### Input material
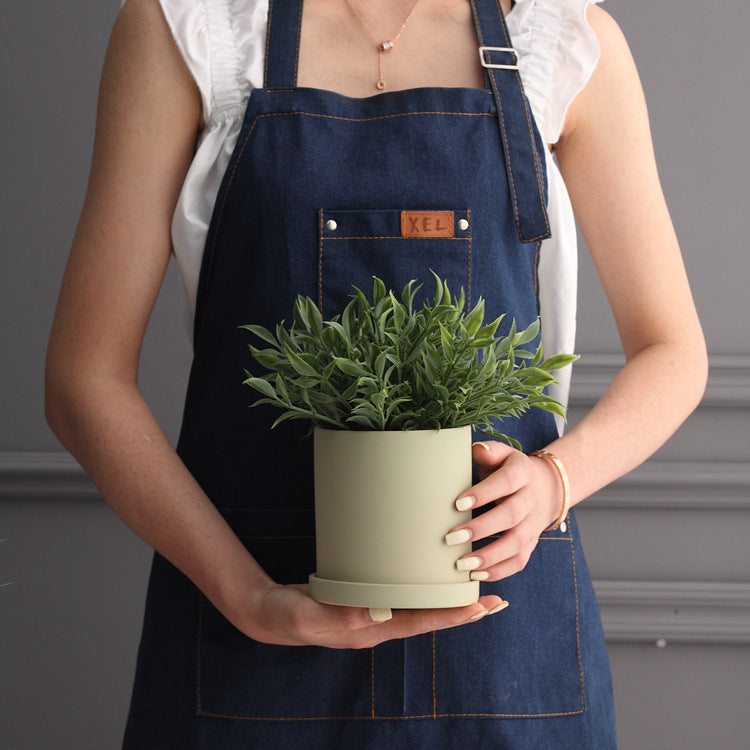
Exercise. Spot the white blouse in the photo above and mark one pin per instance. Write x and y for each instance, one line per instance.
(223, 44)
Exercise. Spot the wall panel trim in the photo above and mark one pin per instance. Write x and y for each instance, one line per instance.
(42, 475)
(669, 611)
(728, 379)
(677, 485)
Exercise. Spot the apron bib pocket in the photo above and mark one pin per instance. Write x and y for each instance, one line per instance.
(400, 244)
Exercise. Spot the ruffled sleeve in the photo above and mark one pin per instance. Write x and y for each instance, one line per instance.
(558, 52)
(218, 40)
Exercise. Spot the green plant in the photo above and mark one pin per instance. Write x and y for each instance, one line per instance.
(384, 365)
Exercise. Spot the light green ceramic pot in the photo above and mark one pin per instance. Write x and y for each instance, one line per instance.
(384, 502)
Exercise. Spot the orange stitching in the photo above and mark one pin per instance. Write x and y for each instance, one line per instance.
(397, 237)
(320, 266)
(268, 42)
(296, 51)
(468, 282)
(379, 117)
(578, 641)
(434, 695)
(380, 718)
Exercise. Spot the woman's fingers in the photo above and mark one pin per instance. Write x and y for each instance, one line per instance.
(407, 623)
(293, 618)
(507, 473)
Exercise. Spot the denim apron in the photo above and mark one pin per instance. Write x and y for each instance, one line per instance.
(322, 192)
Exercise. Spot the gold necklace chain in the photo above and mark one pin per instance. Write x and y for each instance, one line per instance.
(385, 46)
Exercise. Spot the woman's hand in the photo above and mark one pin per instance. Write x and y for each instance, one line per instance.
(527, 495)
(287, 615)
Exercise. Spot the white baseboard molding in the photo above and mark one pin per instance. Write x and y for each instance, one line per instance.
(728, 379)
(674, 612)
(41, 475)
(679, 485)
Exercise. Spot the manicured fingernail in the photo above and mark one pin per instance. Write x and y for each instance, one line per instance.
(465, 502)
(458, 537)
(469, 563)
(380, 614)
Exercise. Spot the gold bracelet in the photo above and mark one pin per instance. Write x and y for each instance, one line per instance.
(557, 463)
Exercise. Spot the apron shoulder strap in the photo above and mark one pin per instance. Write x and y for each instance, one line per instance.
(282, 44)
(522, 144)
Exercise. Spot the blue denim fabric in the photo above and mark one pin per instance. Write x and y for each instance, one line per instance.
(535, 676)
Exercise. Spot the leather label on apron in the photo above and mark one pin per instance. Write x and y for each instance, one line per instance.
(427, 223)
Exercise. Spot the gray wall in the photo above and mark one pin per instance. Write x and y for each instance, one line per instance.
(667, 545)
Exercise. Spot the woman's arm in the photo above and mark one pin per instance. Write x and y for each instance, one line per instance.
(606, 158)
(148, 119)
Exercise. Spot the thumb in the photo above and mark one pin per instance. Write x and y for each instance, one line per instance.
(490, 453)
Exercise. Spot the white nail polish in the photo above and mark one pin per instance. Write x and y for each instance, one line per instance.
(380, 614)
(466, 502)
(468, 563)
(458, 537)
(479, 575)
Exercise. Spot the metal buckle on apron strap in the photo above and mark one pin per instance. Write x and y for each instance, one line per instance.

### Work instruction
Your answer should be the line with "Exercise. Spot the leather" and all lines after it in the listing above, repeated exactly. No other lines belong.

### Task output
Exercise. Spot the leather label on apron in the photo above and mark one pin per instance. Write x and y for each instance, one line per instance.
(427, 223)
Exercise. Spot the gray wall in the photo above and mark one pin per instance. Write x and y for each instance, one line per instance.
(667, 545)
Exercise. Spot the woman's arm in the photo above and mark one pin per instance. Write x and y for each instance, one line per instance.
(606, 158)
(148, 119)
Exercise. Spot the thumb in the photo above and mark one pin per instance. Write x and y for each instance, one line per instance.
(490, 453)
Exercise. Spot the white nail polish in the photo above and mark one pin per instance. Write x and y for each instance, one line per instance.
(380, 614)
(466, 502)
(468, 563)
(458, 537)
(479, 575)
Exercise. Spot the metal buckle on apron strap in the photo above and mark one pin per instance. Write x and y for each instance, one line per instance.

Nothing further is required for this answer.